:: WORK REQUIRED ::
Read through the entries below and return each line with the word "handrail".

:: EXCERPTED DATA ::
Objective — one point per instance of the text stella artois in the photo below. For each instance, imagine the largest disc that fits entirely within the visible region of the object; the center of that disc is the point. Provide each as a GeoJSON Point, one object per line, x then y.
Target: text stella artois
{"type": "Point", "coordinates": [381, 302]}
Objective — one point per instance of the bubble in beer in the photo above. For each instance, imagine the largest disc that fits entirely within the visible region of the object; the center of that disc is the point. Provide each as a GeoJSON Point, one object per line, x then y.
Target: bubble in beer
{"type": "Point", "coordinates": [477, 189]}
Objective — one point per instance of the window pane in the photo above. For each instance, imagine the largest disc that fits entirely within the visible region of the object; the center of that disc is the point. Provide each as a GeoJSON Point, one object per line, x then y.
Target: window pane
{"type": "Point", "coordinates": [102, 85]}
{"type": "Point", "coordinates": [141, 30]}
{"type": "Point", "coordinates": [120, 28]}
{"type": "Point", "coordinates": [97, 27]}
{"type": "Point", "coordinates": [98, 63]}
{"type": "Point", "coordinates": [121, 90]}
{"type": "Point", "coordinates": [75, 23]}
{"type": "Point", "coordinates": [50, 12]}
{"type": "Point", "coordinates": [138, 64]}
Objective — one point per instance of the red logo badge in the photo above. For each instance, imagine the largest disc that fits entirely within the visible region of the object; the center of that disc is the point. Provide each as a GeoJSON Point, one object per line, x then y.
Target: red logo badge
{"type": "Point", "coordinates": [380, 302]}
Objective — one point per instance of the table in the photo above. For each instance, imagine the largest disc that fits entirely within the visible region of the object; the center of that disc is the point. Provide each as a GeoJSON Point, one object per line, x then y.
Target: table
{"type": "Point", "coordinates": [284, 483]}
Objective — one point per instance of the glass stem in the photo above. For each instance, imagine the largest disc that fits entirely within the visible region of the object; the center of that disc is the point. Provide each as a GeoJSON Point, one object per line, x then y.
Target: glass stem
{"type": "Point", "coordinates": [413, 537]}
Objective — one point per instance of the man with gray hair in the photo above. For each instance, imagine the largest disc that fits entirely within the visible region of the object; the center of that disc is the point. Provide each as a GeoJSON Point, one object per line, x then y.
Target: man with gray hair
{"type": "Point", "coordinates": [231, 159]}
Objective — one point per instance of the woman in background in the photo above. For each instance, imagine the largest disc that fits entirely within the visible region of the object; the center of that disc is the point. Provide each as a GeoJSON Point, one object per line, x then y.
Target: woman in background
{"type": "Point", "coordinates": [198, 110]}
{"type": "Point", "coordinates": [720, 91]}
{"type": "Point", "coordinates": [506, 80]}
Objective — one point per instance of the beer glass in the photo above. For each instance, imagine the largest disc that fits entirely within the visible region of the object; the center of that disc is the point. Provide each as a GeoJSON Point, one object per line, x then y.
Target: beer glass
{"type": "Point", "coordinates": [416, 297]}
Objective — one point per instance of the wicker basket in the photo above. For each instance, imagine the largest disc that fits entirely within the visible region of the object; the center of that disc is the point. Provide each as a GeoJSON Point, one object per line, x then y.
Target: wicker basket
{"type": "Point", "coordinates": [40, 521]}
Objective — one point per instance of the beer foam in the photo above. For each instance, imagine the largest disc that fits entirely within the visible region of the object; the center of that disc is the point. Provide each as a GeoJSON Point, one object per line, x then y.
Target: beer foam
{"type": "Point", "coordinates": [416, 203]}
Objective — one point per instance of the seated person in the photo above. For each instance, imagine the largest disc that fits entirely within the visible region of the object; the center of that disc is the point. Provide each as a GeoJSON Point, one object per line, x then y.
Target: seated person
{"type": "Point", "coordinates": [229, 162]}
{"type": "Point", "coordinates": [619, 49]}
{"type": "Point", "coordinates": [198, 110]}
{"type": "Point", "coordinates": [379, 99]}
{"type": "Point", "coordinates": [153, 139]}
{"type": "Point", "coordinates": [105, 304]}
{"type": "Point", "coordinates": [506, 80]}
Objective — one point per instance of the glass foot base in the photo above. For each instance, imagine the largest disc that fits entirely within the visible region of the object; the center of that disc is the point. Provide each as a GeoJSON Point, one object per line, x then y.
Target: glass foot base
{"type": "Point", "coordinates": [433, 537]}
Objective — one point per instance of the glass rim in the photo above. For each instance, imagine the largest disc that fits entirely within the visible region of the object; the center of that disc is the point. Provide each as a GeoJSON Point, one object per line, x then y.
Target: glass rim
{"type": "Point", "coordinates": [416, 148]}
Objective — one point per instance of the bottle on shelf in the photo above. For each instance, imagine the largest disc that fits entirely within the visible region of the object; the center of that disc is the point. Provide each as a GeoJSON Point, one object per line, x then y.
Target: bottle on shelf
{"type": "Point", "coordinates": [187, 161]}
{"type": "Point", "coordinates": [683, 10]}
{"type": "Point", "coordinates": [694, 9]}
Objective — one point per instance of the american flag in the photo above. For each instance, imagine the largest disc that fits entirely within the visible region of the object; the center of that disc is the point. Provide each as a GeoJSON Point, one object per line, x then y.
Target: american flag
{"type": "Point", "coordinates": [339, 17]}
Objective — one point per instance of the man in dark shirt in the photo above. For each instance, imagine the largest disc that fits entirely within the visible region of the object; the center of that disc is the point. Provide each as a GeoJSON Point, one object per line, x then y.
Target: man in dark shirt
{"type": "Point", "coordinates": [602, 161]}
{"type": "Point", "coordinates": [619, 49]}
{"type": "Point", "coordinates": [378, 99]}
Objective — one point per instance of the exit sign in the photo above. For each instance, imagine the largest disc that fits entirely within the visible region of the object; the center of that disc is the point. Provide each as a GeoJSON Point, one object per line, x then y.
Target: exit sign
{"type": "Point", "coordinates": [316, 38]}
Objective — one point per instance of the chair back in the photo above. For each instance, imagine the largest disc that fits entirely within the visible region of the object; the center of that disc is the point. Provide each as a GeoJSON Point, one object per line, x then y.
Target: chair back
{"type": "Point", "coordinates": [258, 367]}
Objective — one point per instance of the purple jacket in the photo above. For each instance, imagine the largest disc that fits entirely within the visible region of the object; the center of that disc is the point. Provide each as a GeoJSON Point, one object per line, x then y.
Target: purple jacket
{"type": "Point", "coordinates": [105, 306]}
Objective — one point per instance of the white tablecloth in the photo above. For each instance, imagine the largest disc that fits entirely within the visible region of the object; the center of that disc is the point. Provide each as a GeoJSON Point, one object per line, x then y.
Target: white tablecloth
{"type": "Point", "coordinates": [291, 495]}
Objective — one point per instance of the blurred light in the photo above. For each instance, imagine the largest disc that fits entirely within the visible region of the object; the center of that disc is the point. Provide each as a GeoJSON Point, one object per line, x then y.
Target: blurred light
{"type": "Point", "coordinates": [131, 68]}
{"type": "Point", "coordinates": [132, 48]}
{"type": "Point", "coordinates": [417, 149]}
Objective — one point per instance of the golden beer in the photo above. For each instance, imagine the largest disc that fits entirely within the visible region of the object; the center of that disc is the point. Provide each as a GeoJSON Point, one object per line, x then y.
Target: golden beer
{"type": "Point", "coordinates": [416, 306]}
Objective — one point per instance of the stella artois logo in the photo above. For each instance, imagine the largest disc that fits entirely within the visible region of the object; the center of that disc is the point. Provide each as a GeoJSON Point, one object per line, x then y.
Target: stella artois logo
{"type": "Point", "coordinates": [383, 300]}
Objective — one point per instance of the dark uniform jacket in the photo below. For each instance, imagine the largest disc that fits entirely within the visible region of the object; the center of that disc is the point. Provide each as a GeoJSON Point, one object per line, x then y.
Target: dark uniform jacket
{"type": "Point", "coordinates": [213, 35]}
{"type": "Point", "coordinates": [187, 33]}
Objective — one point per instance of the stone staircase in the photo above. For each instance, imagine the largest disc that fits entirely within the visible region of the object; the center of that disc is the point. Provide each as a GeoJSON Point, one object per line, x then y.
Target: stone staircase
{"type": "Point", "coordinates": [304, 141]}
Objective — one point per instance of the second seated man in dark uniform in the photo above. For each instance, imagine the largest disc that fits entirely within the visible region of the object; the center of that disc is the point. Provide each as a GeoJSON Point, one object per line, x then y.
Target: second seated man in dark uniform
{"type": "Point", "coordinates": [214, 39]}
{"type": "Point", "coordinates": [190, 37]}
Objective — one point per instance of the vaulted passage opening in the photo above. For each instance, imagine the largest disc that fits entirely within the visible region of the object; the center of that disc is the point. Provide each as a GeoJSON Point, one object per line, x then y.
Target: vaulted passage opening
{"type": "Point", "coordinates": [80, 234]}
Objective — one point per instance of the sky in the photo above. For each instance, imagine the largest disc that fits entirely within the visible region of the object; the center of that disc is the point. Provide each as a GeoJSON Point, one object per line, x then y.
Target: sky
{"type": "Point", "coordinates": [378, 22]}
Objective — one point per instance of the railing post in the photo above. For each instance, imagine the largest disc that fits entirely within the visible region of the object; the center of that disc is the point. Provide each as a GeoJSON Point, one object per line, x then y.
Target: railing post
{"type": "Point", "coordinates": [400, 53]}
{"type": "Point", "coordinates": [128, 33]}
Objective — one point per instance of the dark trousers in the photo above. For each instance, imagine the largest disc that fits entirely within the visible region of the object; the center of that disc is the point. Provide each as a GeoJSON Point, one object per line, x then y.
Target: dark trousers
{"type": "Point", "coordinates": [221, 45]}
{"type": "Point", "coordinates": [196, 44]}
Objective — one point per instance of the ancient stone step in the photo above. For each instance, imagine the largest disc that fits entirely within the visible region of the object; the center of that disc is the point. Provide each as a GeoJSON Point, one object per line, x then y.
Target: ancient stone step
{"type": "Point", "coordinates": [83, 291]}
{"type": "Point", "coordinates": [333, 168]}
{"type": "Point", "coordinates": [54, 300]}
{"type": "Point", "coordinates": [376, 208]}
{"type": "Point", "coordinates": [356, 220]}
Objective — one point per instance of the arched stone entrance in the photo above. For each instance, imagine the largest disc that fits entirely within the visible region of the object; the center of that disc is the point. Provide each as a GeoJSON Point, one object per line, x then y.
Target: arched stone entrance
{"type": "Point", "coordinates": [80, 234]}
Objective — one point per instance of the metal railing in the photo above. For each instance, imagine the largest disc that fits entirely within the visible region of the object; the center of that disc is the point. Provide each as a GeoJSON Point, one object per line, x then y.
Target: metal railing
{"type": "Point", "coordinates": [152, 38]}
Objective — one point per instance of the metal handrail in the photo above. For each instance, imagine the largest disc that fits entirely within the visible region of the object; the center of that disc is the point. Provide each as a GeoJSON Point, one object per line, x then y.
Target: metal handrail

:: YOUR SOLUTION ::
Objective — one point per instance of the metal handrail in the photo above. For each instance, imagine the largest disc that fits entirely within the visible region of the object; the center of that disc is the point. Provide each as a GeoJSON Point, one object per line, x then y.
Target: metal handrail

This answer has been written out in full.